At once a power study of domestic and sexual slavery and a deeply disturbing and radiantly uplifting story, The Bondmaid captures the special ethos of a wealthy and powerful Chinese household in an era of beauty and brutality and chronicles one love - right to its astonishing climax.
Following the Wrong God Home
Catherine Lim
Singapore: Marshall Cavendish Editions, 2011
ISBN: 9789814346221

In modern-day Singapore, a young woman is about to break all rules.

Yin Ling - enigmatic, beautiful, and engaged to the wealthy, politically ambitious Vincent Chee - falls clandestinely in love with Ben Gallagher, an outspoken American professor. Ben is equally mesmerised by Yin Ling and the depth of her inner life, which finds expression in secret poems and an unwavering devotion to an old, eccentric family servant, whose obsession it is to return a mysterious statue of her god to his rightful home before she dies.

Beyond the certainty of Ben and Yin Ling's love are a hundred uncertainties that break when heart and head collide: East or West; duty or passion; reality or a dream. And Yin Ling must choose: which god should she follow?
The Teardrop Story Woman
Catherine Lim
Singapore: Marshall Cavendish Editions, 2011
ISBN: 9789814346214

To be born female is curse enough. To be born female with an unlucky teardrop mole is surely a mark of the gods' displeasure...

Set in Malaya in the turbulent 1950s this powerful story explores love's eternal quest against a dramatic landscape torn apart by terrorist grenades. Beautiful and spirited, Mei Kwei overcomes the misfortunes of her birth and runs from the men she cannot love into the arms of the man she must not love: the Catholic priest Father Francois Martin, a missionary sent to Luping, a small town in Malaya.

In the face of Mei Kwei's passion, Father Martin's commitment to his vocation cracks, and the demands of the flesh and spirit come into fearful collision.

Tuesday

Rebuilding the Ancestral Village: Singaporeans in China
Khun Eng Kuah-Pearce
Singapore: NUS Press, 2011
ISBN: 9789971695255

This work illustrates the relationship between one group of Singaporean Chinese and their ancestral village in Fujian, China. It explores the reasons why the Singaporean Chinese continue to maintain ties with their ancestral village and how they reproduce Chinese culture through ancestor worship and religion in the ancestral village. In some cases, the Singaporeans feel morally obliged to assist in village reconstruction and infrastructure developments such as new roads, bridges, schools and hospitals. Others help with small-scale industrial and retail activities. Meanwhile, officials and villagers in the ancestral home utilize various strategies to encourage the Singaporeans to revisit their ancestral village, sustain heritage ties, and help enhance the moral economy. This ethnographic study examines two geographically distinct groups of Chinese coming together to re-establish their lineage and identity through cultural and economic activities.
Singapore Shifting Boundaries: Social Change in the Early 21st Century
William S.W. Lim, Sharon Siddique & Tan Dan Feng (eds.)
Singapore: Asian Urban Lab, 2011
ISBN: 9789814022743

This book aims to depict the richly textured and nuanced fabric of social life in Singapore in the early 21st century, as Singaporeans live in a blur of shifting boundaries where past, present and future co-exist.

36 commentators, artists and activists of different ages and backgrounds share their views in stimulating and compact pieces that come in a variety of literary forms, including essays, commentaries, reflections, poems, dialogues, novel and script excerpts, blog entries and presentations.

These colourful pieces touch on identity, language, culture, ethnicity, sexuality, politics, memory, religion, geography, arts and activism, painting a picture of the complex and vibrant society that is Singapore today.

Exercise instructions →
A: In the book listings, who is the man Mei Kwei must not love?
B: Write out the part of the book listings starting at "In the face" and ending at "into fearful collision.", swapping "collision" for "conflict".

(Records from a dataset)
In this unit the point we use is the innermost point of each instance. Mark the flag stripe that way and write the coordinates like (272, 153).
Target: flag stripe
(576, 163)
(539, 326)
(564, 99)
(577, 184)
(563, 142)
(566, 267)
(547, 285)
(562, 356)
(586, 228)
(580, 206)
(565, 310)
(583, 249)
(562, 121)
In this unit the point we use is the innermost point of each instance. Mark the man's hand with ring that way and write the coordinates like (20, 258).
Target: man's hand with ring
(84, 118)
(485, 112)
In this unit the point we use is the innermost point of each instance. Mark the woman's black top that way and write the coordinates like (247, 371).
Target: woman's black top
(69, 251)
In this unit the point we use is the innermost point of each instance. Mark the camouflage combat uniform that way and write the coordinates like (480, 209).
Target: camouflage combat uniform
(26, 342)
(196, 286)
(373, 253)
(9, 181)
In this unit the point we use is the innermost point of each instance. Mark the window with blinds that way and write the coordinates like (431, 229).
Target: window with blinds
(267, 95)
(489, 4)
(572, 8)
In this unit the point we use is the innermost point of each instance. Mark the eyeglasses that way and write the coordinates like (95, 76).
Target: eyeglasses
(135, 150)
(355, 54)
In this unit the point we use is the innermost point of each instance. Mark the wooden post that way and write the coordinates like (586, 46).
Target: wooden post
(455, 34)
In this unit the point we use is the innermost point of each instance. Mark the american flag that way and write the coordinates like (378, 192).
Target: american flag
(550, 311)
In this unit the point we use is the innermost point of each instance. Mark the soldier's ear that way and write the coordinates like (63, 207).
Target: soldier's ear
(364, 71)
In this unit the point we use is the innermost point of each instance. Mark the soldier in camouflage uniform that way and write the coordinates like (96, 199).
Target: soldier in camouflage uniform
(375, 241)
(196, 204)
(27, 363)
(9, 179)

Answers for the exercise →
A: The Catholic priest Father Francois Martin, a missionary sent to Luping, a small town in Malaya.

B:
In the face of Mei Kwei's passion, Father Martin's commitment to his vocation cracks, and the demands of the flesh and spirit come into fearful conflict.